PASSAGE GIVEN:
>> BEGIN
---
# Generated from skills/greptimedb-pipeline/SKILL.md. Do not edit by hand.
name: greptimedb-pipeline
description: Guide for creating a GreptimeDB Pipeline — a processing layer between ingestion and storage that parses, transforms, indexes, and optionally routes log data. Use when the user asks to create a pipeline, parse logs, transform fields, write a pipeline YAML, dryrun a pipeline, or fan out logs to multiple tables. Triggers on phrases like "create pipeline", "解析日志", "log parsing", "transform fields", "GreptimeDB pipeline yaml", "dryrun pipeline", "dispatcher 分流", "VRL processor".
---

# GreptimeDB Pipeline Guide

Create GreptimeDB pipeline definition to transform data into specific structured
table, including data extraction, processing, type parsing, datetime handling
and more.

## The workflow

To create GreptimeDB pipeline, we should follow these phases:

### Phase 1. Understanding GreptimeDB Pipeline

First, we should read greptimedb pipeline definitions and how it works from
GreptimeDB's documentation.

There are pages available, use WebFetch to load and understand them:

1. High level information of how to use custom pipeline
   https://docs.greptime.com/user-guide/logs/use-custom-pipelines/
2. Details about pipeline elements and docs for each processor, transform and
   dispatcher
   https://docs.greptime.com/reference/pipeline/pipeline-config/
3. Built-in pipelines (e.g. `greptime_identity` for zero-config JSON ingestion)
>> END
Object pointing dataset rows:
>> BEGIN
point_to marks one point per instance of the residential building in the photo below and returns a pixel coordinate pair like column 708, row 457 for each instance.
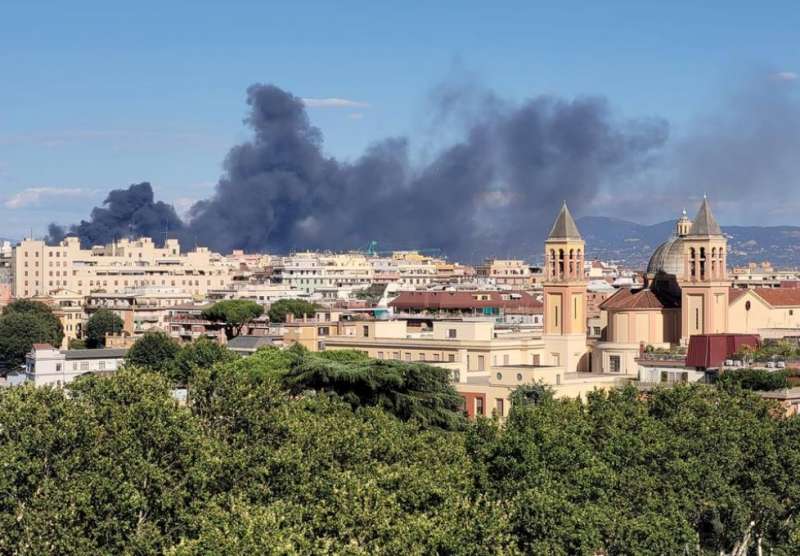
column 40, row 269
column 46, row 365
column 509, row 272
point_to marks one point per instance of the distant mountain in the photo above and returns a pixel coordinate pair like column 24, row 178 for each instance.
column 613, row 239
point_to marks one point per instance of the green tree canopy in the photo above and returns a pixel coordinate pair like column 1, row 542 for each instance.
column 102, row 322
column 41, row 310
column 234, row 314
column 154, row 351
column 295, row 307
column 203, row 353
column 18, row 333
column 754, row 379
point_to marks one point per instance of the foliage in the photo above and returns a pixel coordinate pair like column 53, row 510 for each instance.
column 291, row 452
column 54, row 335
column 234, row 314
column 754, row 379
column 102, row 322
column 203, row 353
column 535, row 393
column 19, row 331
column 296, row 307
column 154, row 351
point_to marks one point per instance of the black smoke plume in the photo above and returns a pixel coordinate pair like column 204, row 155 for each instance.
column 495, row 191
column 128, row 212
>> END
EXERCISE TASKS:
• A. In the GreptimeDB pipeline guide, what tool should be used to load and understand the documentation pages?
• B. Resume the GreptimeDB pipeline guide from the point where it stops.
The records have no connection to the GreptimeDB pipeline guide.

THE RESULTS:
• A. WebFetch

• B.
   https://docs.greptime.com/reference/pipeline/built-in-pipelines/

We will always create version 2 pipeline.

If the user just wants to land arbitrary JSON without caring about schema,
suggest the built-in `greptime_identity` pipeline first. It auto-creates
columns for each JSON field, flattens nested objects using dot notation, and
falls back to a `greptime_timestamp` column when no time index is specified.
Move on to a custom pipeline only when the user needs parsing, type control,
indexes, or routing.

### Phase 2. Create an initial pipeline that works

Ask user to provide a sample input data. It can be one of:

1. text data line
2. ndjson data line
3. an array of json data

And try to understand what type of information that user want to extract from
the sample data.

For text data line, we should try to split it by any potential field separator
like space or tab using `dissect` or `regex`. Find out the datetime part and
use `date` processor (for formatted strings) or `epoch` processor (for numeric
timestamps) to parse it. Try to name each field by its meaning. If it's
impossible to understand the text line, we try to use a field called `message`
for all the line.

For ndjson and json, we will find out a datetime field and use `date` or
`epoch` processor on it to generate the time index. And we will use json key
for all other fields.

#### Auto-transform vs explicit transform (v0.15+)

Since v0.15, the `transform` block is optional in a version-2 pipeline. The
engine will infer column types from the pipeline context and use the produced
timestamp as the time index automatically, **if and only if**:

- **Exactly one** timestamp field is produced by `date` / `epoch` processors
  (multiple timestamp fields raise an ambiguity error).
- The `date` / `epoch` processor producing that timestamp does **not** have
  `ignore_missing: true`.

Guidance:

- Use **auto-transform** (omit `transform`) for simple flat shapes where
  default inferred types are acceptable and a single time column is obvious.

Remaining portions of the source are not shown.